- **PROVIDED PASSAGE**
————————
Astrid J. A. van Teeffelen
is a senior researcher at the Vrije Universiteit Amsterdam. Her research interests focus on conservation of biodiversity and ecosystem services in a context of land use change and climatic change.
Jelle van Minnen
is a senior policy researcher at the Netherlands Environmental Assessment Agency (PBL). One of his research topics is modelling climate change impacts on natural ecosystems and assess adaptation options.
Rob Alkemade
is a senior researcher at the Netherlands Environmental Assessment Agency (PBL). He has a wide experience in biodiversity assessment and scenario analysis at the global level and contributed to the Millennium Ecosystem Assessment, Global Environmental Outlooks and Global Biodiversity Outlooks. For this purpose, he developed the GLOBIO3 model.
Regula Billeter
is a senior researcher trained in environmental sciences and plant ecology. She is interested in effects of climate change on plant biodiversity and distribution as well as in urban ecology and restoration ecology.
Carl Beierkuhnlein
holds the chair of biogeography at the University of Bayreuth. His major research interest is in landscape ecology, island biogeography, and in climate change impact research. He is speaker of the international study programme “Global Change Ecology”. As member of the Biodiversity Council, he gives advice to the Bavarian Environmental Ministry.
Luigi Boitani
is a professor of Animal Ecology and Conservation Biology at the University of Roma Sapienza, Italy. His research interests range from the ecology of wolves and bear to the theory and practice of designing protected areas, to the analysis of macro-ecological patterns of species distribution.
Mar Cabeza
is a senior researcher at the Department of Biosciences of the University of Helsinki, leading the “Global Change and Conservation” team. Her research is focused on conservation, including theoretical and applied projects both in the developed and developing worlds.
————————
- **EXTRACTED DATA**
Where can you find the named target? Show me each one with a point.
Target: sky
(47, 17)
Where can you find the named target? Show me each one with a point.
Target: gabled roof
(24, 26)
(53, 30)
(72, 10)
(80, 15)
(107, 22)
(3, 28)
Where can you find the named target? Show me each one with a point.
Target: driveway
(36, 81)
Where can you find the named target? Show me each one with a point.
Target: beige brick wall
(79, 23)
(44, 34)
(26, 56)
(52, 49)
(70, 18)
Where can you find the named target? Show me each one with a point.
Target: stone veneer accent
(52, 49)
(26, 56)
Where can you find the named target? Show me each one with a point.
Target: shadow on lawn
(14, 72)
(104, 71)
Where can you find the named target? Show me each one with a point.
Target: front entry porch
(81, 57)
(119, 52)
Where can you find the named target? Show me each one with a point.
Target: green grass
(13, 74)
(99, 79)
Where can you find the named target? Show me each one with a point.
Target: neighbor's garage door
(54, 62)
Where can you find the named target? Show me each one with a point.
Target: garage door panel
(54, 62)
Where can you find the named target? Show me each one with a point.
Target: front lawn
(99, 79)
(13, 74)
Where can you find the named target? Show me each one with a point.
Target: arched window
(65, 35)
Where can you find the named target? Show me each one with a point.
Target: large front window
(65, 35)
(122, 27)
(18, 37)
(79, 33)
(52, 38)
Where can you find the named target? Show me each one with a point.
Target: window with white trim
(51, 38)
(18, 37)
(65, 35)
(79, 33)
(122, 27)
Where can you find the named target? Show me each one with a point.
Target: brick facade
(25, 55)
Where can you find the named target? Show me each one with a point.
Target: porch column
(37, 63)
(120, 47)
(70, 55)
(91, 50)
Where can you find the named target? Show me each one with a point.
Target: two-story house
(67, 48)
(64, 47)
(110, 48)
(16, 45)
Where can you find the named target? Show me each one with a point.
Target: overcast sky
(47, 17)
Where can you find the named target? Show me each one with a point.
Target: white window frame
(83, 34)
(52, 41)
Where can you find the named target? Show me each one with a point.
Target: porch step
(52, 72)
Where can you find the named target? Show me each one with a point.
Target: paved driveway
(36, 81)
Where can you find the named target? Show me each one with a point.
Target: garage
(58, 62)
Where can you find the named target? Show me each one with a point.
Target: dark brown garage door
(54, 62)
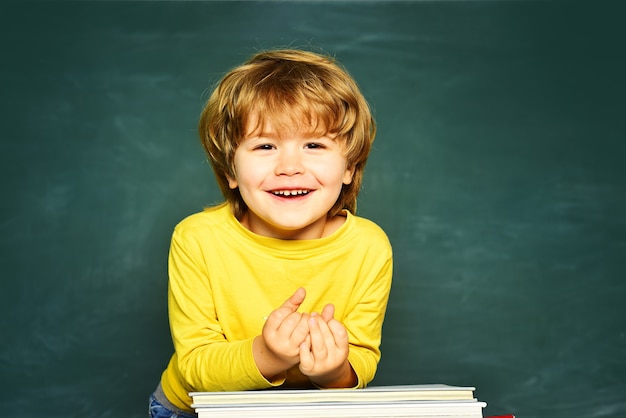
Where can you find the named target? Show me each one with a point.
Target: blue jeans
(159, 411)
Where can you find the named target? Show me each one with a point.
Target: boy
(281, 285)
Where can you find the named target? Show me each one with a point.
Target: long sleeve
(224, 281)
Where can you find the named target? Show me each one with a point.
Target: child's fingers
(286, 310)
(328, 312)
(321, 337)
(307, 361)
(295, 300)
(340, 335)
(300, 332)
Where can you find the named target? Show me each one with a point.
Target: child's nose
(289, 163)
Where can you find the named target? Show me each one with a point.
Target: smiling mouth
(290, 193)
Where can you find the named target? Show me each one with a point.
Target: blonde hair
(309, 88)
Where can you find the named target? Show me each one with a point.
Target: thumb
(295, 300)
(328, 312)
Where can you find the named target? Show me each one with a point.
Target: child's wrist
(343, 377)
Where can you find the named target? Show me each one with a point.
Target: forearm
(221, 366)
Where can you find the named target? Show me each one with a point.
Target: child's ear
(232, 182)
(348, 175)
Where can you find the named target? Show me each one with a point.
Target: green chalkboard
(498, 174)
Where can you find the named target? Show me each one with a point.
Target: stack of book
(423, 401)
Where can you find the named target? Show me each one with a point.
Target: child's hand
(324, 354)
(278, 347)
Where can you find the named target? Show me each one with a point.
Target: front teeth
(290, 192)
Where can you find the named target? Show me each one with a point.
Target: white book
(432, 392)
(416, 409)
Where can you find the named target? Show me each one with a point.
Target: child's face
(289, 179)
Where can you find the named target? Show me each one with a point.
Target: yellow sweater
(225, 280)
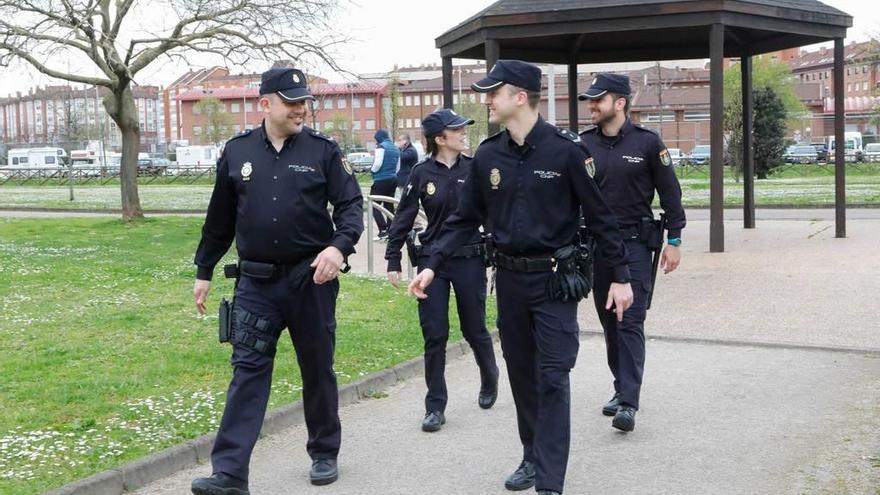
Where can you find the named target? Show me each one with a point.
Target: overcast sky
(389, 32)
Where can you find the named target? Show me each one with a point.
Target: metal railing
(371, 204)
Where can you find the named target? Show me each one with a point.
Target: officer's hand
(420, 283)
(200, 292)
(620, 295)
(670, 258)
(327, 265)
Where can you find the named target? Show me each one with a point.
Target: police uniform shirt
(629, 167)
(274, 203)
(530, 198)
(437, 187)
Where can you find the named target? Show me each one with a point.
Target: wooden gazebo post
(748, 152)
(716, 142)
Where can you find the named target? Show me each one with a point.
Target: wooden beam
(839, 142)
(493, 53)
(572, 97)
(447, 82)
(748, 153)
(716, 115)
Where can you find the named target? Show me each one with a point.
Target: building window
(692, 116)
(655, 117)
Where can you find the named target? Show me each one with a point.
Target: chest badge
(665, 159)
(495, 178)
(590, 165)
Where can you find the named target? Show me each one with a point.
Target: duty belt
(524, 263)
(462, 252)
————————
- **TASKS TO COMPLETE**
1: Answer each question using the researcher profiles.
(a) Which model did Rob Alkemade develop?
(b) Which ministry does Carl Beierkuhnlein advise as a member of the Biodiversity Council?
(c) Which team does Mar Cabeza lead?
2: Repeat the researcher profiles verbatim between "Jelle van Minnen" and "assess adaptation options.", inclusive.
3: Pick up the researcher profiles at the point where they stop, and continue them.
The listing was drawn from a separate source unrelated to the researcher profiles.

- **REPLIES**
1:
(a) The GLOBIO3 model.
(b) The Bavarian Environmental Ministry.
(c) The “Global Change and Conservation” team.

2:
Jelle van Minnen
is a senior policy researcher at the Netherlands Environmental Assessment Agency (PBL). One of his research topics is modelling climate change impacts on natural ecosystems and assess adaptation options.

3:
Christian K. Feld
is a senior researcher trained in biology, aquatic ecology and biodiversity. He is interested in freshwater bioindicators of environmental change and how they can help ecosystem managers diagnose deterioration and improve ecological status and biodiversity.
Brian Huntley
holds a personal chair in ‘Plant Ecology and Palaeoecology’ at Durham University. His research spans the fields of ecology, biogeography and quaternary paleoecology, using insights from the past as a key to predicting the potential future. He investigates the relationships between environmental change and changes in the distributions of organisms, as well as in the composition, structure and dynamics of ecosystems, and focuses especially upon the potential consequences of anthropogenic climatic changes.
James Paterson
is a researcher at the University of Edinburgh. His main research interests include modelling and developing scenarios for land use change as well as developing research protocols for ecosystem service assessments.
Michiel F. WallisDeVries
is a senior scientist at Dutch Butterfly Conservation and Special Professor in Insect Ecology and Conservation at Wageningen University. His research focusses on the impacts of global change—climate, nitrogen, land use and their interactions—on insect communities, in particular European butterflies.